MATERIAL FOR THIS EXERCISE ::
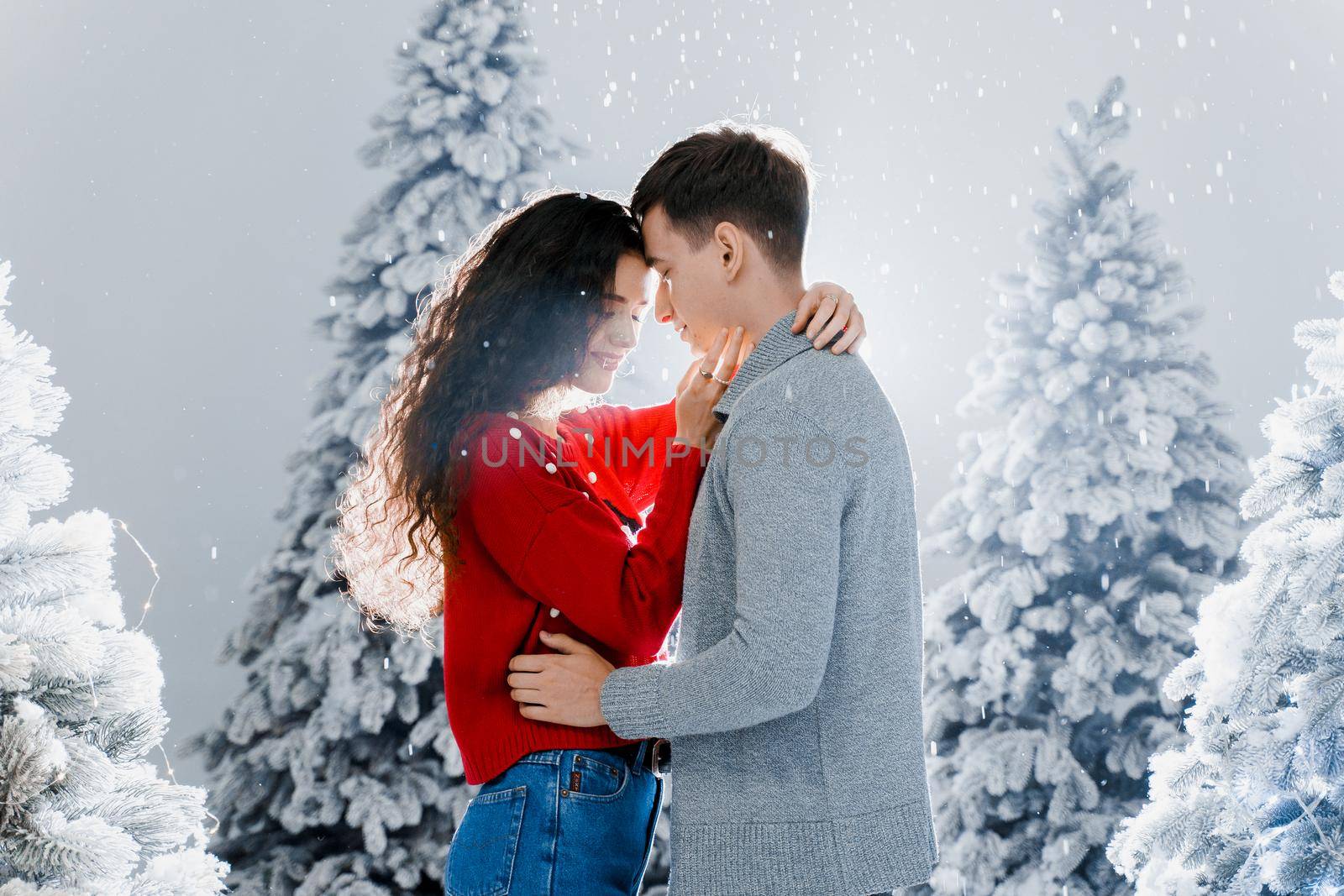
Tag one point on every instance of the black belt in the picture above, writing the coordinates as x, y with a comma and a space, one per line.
658, 754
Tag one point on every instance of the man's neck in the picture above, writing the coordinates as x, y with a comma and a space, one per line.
766, 302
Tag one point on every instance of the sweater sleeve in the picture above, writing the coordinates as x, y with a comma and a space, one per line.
786, 535
633, 441
568, 551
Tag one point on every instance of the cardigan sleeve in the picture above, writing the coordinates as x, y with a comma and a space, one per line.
632, 441
568, 551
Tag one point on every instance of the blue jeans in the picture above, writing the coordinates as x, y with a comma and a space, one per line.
558, 822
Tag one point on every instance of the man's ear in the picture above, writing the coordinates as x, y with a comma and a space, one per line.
730, 244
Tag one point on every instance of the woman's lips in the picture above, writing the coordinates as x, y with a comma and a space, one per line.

DIRECTIONS :: Each entry above needs to be restated without a single word changed; skip the images.

ANSWER TO THE EXERCISE ::
Tag one point on every instance of the black belt in the picture above, writing the coordinates as x, y with a comma and a space, one per line.
658, 754
Tag one point on every instance of the man's neck in the picture above, writing the coordinates as x, y with a comma and a space, one per line.
766, 302
Tag one point on every instance of the sweater sleeve in the picture above, writing the coordinates as x, y with a comma and a space, one per line.
786, 535
633, 441
568, 551
Tag one point on every instance of the cardigan sleeve in the picture above, writing the coordinates as x, y with a comma and a space, one per line.
632, 441
568, 551
Tag one point on every instance of the blue jeans in the picture above, writing the coordinates as x, y with a comma and a space, one per line.
558, 822
Tag one point on every instance of the man's ear in the picture above, writing the coordinates as x, y with a comma and a space, one per line.
730, 244
Tag one point on every instance of the woman's lips in the picture above, writing the coordinates as x, y with a comma and a space, one per line.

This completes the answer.